▶ [What to produce]
Output the records below again, precisely as they are written.

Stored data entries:
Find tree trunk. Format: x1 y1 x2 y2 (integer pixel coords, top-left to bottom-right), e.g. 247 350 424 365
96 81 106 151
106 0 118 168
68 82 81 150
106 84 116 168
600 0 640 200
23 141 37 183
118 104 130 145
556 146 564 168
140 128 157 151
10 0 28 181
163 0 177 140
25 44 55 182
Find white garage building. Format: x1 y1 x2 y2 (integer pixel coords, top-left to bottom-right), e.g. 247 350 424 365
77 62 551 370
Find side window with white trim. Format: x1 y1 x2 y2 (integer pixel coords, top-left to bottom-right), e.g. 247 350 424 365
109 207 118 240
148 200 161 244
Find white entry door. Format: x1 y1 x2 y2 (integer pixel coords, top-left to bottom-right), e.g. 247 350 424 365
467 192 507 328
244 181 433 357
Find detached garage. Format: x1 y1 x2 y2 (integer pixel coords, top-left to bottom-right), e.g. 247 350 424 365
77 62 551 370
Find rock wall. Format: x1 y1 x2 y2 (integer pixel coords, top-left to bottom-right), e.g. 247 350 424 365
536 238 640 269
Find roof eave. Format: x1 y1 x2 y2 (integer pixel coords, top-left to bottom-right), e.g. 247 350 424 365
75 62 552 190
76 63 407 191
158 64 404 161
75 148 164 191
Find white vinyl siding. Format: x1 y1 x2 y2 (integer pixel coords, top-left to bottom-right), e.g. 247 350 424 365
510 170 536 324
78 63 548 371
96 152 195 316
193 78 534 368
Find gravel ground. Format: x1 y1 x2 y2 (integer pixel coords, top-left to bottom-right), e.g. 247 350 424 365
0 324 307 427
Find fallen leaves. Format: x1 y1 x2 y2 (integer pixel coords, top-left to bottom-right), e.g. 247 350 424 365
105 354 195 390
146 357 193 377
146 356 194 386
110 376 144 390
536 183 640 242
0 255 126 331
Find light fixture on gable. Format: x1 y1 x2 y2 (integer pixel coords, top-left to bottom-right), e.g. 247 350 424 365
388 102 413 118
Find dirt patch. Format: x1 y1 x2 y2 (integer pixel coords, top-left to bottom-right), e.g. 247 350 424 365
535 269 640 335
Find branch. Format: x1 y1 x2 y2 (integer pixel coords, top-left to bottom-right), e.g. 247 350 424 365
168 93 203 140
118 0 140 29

▶ [Your solution]
Find tree trunk. Format: x1 y1 x2 y2 (integer pixel coords, top-left to bottom-right), e.g. 247 350 424 365
96 81 106 151
106 0 118 168
68 82 81 150
106 84 116 168
600 0 640 200
23 141 37 183
118 104 130 145
556 146 564 168
140 128 157 151
10 0 28 181
163 0 177 140
25 44 55 182
Find white garage building. Format: x1 y1 x2 y2 (integer pixel coords, top-left to bottom-right), e.g. 247 350 424 365
77 62 551 370
Find side window with white trim. Format: x1 y1 x2 y2 (integer pixel coords, top-left to bottom-right), e.g. 247 350 424 365
109 207 118 240
148 200 161 244
Find white entry door. Format: x1 y1 x2 y2 (integer pixel coords, top-left to bottom-right), e.g. 247 350 424 365
467 192 507 328
244 181 433 357
Find detached garage. Format: x1 y1 x2 y2 (integer pixel coords, top-left to bottom-right), e.g. 247 350 424 365
77 62 551 370
Find rock wall. Format: x1 y1 x2 y2 (integer pixel coords, top-left to bottom-right), e.g. 247 350 424 365
536 238 640 269
Find roof eave. Format: x1 y1 x2 y2 (integer pixel coords, top-left to bottom-right), e.g. 247 350 424 365
75 62 552 190
76 63 407 191
158 64 404 161
75 148 164 191
Find white vinyl siding. Format: x1 y1 x2 y2 (integer pixel coords, top-left to bottom-right), e.g. 247 350 424 365
510 170 536 324
78 63 548 371
96 152 195 316
193 78 534 368
Find gravel ground. Format: x1 y1 x2 y2 (integer pixel coords, top-left to bottom-right), e.g. 247 350 424 365
0 324 307 427
Find fallen leaves. Format: x1 y1 x2 y2 (integer pixel coords, top-left to bottom-right), e.g. 247 350 424 365
105 354 195 390
146 357 193 377
146 356 194 386
110 376 144 390
536 183 640 242
0 255 126 331
Find light fixture on gable. Format: x1 y1 x2 y2 (integer pixel coords, top-left to bottom-right), e.g. 247 350 424 365
388 102 413 118
Find dirt patch. Format: x1 y1 x2 y2 (integer pixel coords, top-left to bottom-right), e.g. 247 350 424 365
535 269 640 335
Find branch. Format: x1 y1 x2 y2 (integer pixel coords, top-left to bottom-right), e.g. 247 350 424 365
168 93 203 140
118 0 140 29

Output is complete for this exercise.